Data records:
[Begin]
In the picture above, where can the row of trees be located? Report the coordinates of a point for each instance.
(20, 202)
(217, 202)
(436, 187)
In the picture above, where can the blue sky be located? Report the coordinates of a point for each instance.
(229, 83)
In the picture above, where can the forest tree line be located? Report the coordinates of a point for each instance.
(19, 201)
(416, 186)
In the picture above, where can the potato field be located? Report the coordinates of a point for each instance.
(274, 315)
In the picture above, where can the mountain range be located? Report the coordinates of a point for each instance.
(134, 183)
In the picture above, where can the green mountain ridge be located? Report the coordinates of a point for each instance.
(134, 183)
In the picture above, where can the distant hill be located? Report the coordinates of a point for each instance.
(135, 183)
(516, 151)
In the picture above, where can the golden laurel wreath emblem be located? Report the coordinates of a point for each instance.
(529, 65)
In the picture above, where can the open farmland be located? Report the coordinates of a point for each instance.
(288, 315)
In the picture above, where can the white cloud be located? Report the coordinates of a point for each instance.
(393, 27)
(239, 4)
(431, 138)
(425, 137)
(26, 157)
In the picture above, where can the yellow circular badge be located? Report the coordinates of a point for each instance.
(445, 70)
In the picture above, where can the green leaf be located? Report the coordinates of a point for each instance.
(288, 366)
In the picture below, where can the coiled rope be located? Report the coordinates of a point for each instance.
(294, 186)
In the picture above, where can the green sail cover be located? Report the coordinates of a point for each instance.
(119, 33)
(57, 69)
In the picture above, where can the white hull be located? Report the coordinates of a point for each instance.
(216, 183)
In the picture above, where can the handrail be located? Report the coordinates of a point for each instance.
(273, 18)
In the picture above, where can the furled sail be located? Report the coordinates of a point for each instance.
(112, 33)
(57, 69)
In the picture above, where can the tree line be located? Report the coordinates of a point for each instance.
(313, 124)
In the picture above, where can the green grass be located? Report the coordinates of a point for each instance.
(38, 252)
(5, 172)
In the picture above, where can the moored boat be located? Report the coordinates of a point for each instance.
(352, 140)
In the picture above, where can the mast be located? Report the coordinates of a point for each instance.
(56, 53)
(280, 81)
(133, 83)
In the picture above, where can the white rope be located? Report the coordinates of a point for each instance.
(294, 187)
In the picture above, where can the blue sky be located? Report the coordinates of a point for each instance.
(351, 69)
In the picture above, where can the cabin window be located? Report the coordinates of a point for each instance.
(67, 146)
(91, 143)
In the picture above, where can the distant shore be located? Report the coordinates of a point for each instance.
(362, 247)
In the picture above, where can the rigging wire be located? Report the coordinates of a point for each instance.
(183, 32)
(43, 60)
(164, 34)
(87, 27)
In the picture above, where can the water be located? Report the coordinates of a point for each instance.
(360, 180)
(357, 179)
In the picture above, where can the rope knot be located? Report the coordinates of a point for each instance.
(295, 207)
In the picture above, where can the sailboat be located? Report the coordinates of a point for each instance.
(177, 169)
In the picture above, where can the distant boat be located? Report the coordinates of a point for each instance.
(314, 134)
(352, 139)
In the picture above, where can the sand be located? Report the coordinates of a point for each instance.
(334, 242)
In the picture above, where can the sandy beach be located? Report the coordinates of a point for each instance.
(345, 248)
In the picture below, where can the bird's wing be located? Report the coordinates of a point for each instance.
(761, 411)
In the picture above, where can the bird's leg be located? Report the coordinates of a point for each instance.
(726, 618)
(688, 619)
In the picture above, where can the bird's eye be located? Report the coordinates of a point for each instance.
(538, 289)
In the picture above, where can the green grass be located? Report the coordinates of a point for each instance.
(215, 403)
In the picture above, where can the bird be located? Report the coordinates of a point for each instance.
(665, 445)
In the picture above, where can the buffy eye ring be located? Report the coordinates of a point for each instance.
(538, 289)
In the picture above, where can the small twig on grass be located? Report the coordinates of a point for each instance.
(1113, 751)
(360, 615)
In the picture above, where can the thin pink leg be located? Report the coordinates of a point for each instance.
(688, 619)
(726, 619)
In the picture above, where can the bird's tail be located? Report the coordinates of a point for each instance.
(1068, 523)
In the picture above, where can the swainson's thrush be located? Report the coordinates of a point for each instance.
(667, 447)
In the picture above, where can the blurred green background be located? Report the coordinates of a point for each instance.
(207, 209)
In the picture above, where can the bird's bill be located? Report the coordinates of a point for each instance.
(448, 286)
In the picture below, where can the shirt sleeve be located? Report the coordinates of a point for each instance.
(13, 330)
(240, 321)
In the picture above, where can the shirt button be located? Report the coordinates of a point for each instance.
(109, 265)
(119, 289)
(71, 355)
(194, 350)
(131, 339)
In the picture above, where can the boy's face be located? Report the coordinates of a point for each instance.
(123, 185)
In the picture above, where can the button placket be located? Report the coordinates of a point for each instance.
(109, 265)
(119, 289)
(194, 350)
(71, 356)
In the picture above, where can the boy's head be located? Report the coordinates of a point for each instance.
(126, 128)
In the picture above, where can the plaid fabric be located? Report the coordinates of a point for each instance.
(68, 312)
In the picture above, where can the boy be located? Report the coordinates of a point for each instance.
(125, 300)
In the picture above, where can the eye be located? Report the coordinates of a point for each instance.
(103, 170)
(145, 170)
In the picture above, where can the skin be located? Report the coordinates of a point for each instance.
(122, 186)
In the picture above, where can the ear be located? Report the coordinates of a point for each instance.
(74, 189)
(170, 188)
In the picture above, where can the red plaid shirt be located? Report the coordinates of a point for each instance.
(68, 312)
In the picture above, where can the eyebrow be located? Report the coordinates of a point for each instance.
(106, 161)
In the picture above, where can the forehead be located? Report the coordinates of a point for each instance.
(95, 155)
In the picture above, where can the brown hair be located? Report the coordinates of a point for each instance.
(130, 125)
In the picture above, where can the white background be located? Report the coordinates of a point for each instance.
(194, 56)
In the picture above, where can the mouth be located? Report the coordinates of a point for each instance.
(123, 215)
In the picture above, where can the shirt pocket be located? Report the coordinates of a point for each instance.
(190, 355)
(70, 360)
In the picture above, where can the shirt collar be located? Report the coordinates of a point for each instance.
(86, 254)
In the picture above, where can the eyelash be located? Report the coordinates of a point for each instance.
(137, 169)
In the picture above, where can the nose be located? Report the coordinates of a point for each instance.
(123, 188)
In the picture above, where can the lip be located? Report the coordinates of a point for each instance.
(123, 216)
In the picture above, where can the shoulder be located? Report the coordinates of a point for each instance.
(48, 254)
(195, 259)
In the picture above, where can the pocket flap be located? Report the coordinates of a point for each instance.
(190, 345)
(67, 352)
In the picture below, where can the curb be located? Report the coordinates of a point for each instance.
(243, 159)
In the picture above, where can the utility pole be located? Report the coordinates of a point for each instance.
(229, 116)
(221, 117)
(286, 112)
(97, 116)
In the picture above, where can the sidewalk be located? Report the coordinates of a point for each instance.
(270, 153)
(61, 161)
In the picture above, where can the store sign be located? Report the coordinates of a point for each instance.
[End]
Each record must be returned exactly as it is written.

§ Written solution
In the picture above, where can the row of trees be located? Report the coordinates of a point for each instance.
(20, 202)
(217, 202)
(436, 187)
In the picture above, where can the blue sky be located? Report the coordinates of a point for each instance.
(229, 83)
In the picture above, where can the forest tree line be located? Report the coordinates of a point for each instance.
(19, 201)
(416, 186)
In the picture above, where can the potato field be located? Report the coordinates of a point for each instance.
(274, 315)
In the picture above, where can the mountain range be located? Report the coordinates of a point for each instance.
(134, 183)
In the picture above, where can the green mountain ridge be located? Report the coordinates of a point for each instance.
(134, 183)
In the picture above, where can the distant hill be located? Report the coordinates of a point for each instance.
(135, 183)
(516, 151)
In the picture above, where can the golden laurel wreath emblem be located? Report the coordinates of a point for each instance.
(529, 65)
In the picture above, where can the open farmland be located? Report the coordinates of a point for each instance.
(288, 315)
In the picture above, where can the white cloud be located? Report the coordinates of a point for each instance.
(393, 27)
(239, 4)
(431, 138)
(425, 137)
(26, 157)
In the picture above, where can the yellow circular badge be located? Report the coordinates of a point for each instance.
(445, 70)
In the picture above, where can the green leaf be located? Report the coordinates of a point for each instance.
(288, 366)
In the picture below, where can the coiled rope be located? Report the coordinates of a point for each instance.
(294, 186)
In the picture above, where can the green sail cover be located? Report the coordinates of a point for each instance.
(119, 33)
(57, 69)
In the picture above, where can the white hull be located? Report the coordinates of a point for each instance.
(216, 183)
In the picture above, where can the handrail be located? Report the coordinates of a point for each instance.
(273, 18)
In the picture above, where can the furled sail be located? Report the coordinates of a point for each instance.
(112, 33)
(57, 69)
In the picture above, where can the tree line be located? Report the coordinates of a point for each instance.
(313, 124)
In the picture above, where can the green grass be located? Report the coordinates of a point for each instance.
(38, 252)
(5, 172)
In the picture above, where can the moored boat be located? Report the coordinates of a point for each instance.
(352, 140)
In the picture above, where can the mast be located? Report the coordinates of a point for each instance.
(56, 53)
(280, 81)
(133, 83)
In the picture above, where can the white rope be located? Report the coordinates of a point for each instance.
(294, 187)
In the picture above, where can the blue sky be located? Report the coordinates of a point for each instance.
(351, 69)
In the picture above, where can the cabin window be located? Report the coordinates of a point for each instance.
(67, 146)
(91, 143)
In the picture above, where can the distant shore be located? Report the coordinates of a point for each instance.
(362, 247)
In the picture above, where can the rigging wire be located? Report the coordinates of a point for each instance.
(183, 32)
(43, 60)
(164, 34)
(87, 27)
In the picture above, where can the water be located? Report the coordinates of a point for each instance.
(360, 180)
(357, 179)
In the picture above, where can the rope knot be located? Report the coordinates of a point for each instance.
(295, 207)
In the picture above, where can the sailboat be located? Report the coordinates of a point for each instance.
(177, 169)
In the picture above, where can the distant boat be located? Report the coordinates of a point for each instance.
(314, 134)
(352, 139)
In the picture above, where can the sand be located? Report the coordinates of a point for each instance.
(334, 242)
In the picture above, where can the sandy beach be located? Report the coordinates of a point for each instance.
(345, 248)
In the picture below, where can the bird's wing be located? Report the coordinates of a point for each instance.
(761, 411)
In the picture above, where can the bird's leg be located? Report the coordinates of a point for each instance.
(726, 618)
(688, 619)
In the picture above, where can the bird's eye be located? Report the coordinates of a point for each instance.
(538, 289)
In the picture above, where can the green grass be located? Report the coordinates of a point for each instance.
(215, 403)
In the picture above, where can the bird be located? Report the coordinates of a point for each instance.
(665, 445)
In the picture above, where can the buffy eye ring be located? Report the coordinates of a point for each instance.
(538, 289)
In the picture above, where can the small twig on grass be located? Report the coordinates of a point for each instance.
(1113, 751)
(360, 615)
In the picture above, where can the thin pink leg be located? Report the coordinates of a point for each instance.
(688, 619)
(726, 619)
In the picture above, where can the bird's tail be located? Report the coordinates of a point for each instance.
(1068, 523)
In the picture above, where can the swainson's thrush be located? Report the coordinates of a point for each instance.
(667, 447)
In the picture above, where can the blurred green background be located? Report the coordinates of a point for each instance.
(207, 209)
In the picture above, where can the bird's bill be located? Report the coordinates of a point for each instance.
(448, 286)
In the picture below, where can the shirt sleeve be located? Report the coordinates of a point for each instance.
(13, 330)
(240, 321)
In the picture above, where can the shirt button be located? Report the coordinates of a point for each instance.
(109, 265)
(119, 289)
(71, 355)
(194, 350)
(131, 339)
In the picture above, where can the boy's face be located? Report the coordinates of a point for each instance.
(123, 185)
In the picture above, where can the button placket be located? Report the coordinates of a point for each instance.
(109, 265)
(119, 289)
(194, 350)
(71, 356)
In the picture above, where can the boy's head be located? Report the coordinates of a point for each instance.
(126, 128)
In the picture above, where can the plaid fabric be located? Report the coordinates of a point for each instance.
(68, 312)
In the picture above, where can the boy be located? Report the coordinates of a point for each instance.
(125, 300)
In the picture above, where can the eye be located? Report the coordinates of a point for each instance.
(103, 170)
(145, 170)
In the picture above, where can the skin be located? Report the coordinates of a point for each instance.
(122, 186)
In the picture above, where can the ear be located? Report the coordinates of a point for each instance.
(74, 189)
(170, 188)
In the picture above, where can the red plaid shirt be located? Report the coordinates of a point for each instance.
(68, 312)
In the picture above, where can the eyebrow be located? Report the coordinates of a point for each instance.
(106, 161)
In the picture above, where can the forehead be located? Report the coordinates of a point for each instance.
(95, 155)
In the picture above, where can the brown hair be located? Report the coordinates of a point for each instance.
(130, 125)
In the picture above, where can the white background be located? Report the coordinates of a point for each instance.
(194, 56)
In the picture above, where can the mouth be located? Report the coordinates of a point for each instance.
(123, 215)
In the picture above, where can the shirt pocket be located? Report the coordinates of a point for each instance.
(190, 355)
(70, 360)
In the picture above, where can the shirt collar be located? Report the coordinates of a point for each instance.
(86, 254)
In the picture above, where can the eyelash be located? Report the coordinates of a point for each instance.
(137, 169)
In the picture above, where can the nose be located? Report the coordinates of a point for each instance.
(123, 188)
In the picture above, where can the lip be located? Report the coordinates of a point for each instance.
(123, 216)
In the picture above, where can the shoulder be located? Report the coordinates of a point for each instance.
(48, 254)
(195, 259)
In the picture above, where can the pocket flap be located? Report the coordinates of a point for each instance.
(190, 345)
(67, 352)
In the picture below, where can the curb be located? Report the coordinates of a point for each instance.
(243, 159)
In the picture above, where can the utility pole be located? Report the coordinates of a point for each instance.
(229, 116)
(221, 117)
(286, 112)
(97, 116)
In the picture above, where can the sidewalk be located? Report the coordinates of a point for each instance.
(270, 153)
(61, 161)
In the picture above, where can the store sign be located? Report the coordinates of a point for each instance.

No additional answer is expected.